## Brief
Rename "green wall" to "brick wall" in the part of the records that opens at their start and closes with the line containing "82), (108, 74)]]", and give back only that part with nothing else changed.

## Given data
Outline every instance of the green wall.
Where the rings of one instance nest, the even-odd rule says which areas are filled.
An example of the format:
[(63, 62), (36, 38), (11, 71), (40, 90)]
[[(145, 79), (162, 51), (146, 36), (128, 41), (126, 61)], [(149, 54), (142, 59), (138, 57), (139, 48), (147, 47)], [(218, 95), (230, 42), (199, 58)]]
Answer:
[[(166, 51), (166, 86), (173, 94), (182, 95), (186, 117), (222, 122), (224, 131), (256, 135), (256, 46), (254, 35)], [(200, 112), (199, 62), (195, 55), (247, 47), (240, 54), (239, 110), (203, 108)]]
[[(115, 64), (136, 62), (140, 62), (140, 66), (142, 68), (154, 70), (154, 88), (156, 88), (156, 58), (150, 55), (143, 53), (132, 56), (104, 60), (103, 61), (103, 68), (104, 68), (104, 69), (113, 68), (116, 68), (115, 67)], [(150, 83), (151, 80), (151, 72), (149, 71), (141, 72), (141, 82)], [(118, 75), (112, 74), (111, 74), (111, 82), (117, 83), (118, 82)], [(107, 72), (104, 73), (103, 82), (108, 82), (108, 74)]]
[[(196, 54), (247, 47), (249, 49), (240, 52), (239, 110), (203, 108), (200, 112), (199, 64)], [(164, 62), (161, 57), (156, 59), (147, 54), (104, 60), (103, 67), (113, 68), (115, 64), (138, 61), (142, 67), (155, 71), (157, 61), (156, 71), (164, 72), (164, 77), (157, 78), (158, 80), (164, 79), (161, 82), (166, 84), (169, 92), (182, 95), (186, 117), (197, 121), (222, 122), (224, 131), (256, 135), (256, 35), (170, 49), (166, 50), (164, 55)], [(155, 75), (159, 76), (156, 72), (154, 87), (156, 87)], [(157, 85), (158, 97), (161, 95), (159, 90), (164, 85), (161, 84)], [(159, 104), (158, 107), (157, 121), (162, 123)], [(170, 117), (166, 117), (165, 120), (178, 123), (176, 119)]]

## Solution to this task
Outline every instance of the brick wall.
Where the rings of one instance nest, the even-odd rule says which areas are filled.
An example of the format:
[(63, 62), (36, 38), (11, 71), (40, 90)]
[[(145, 79), (162, 51), (146, 36), (128, 41), (126, 61)], [(149, 54), (142, 59), (138, 57), (139, 48), (147, 47)], [(218, 95), (230, 42), (199, 58)]]
Answer:
[[(166, 51), (166, 86), (173, 94), (182, 95), (186, 117), (222, 122), (224, 131), (256, 135), (256, 46), (254, 35)], [(200, 112), (199, 62), (195, 55), (247, 47), (240, 54), (239, 110), (203, 108)]]
[[(115, 64), (136, 62), (140, 62), (140, 66), (142, 68), (154, 70), (154, 88), (156, 88), (156, 58), (150, 55), (143, 53), (132, 56), (104, 60), (103, 61), (103, 68), (104, 68), (104, 69), (113, 68), (116, 68), (115, 67)], [(150, 83), (151, 80), (151, 72), (149, 71), (141, 72), (141, 82)], [(118, 75), (112, 74), (111, 74), (111, 82), (117, 83), (118, 82)], [(107, 72), (104, 73), (103, 82), (108, 82), (108, 74)]]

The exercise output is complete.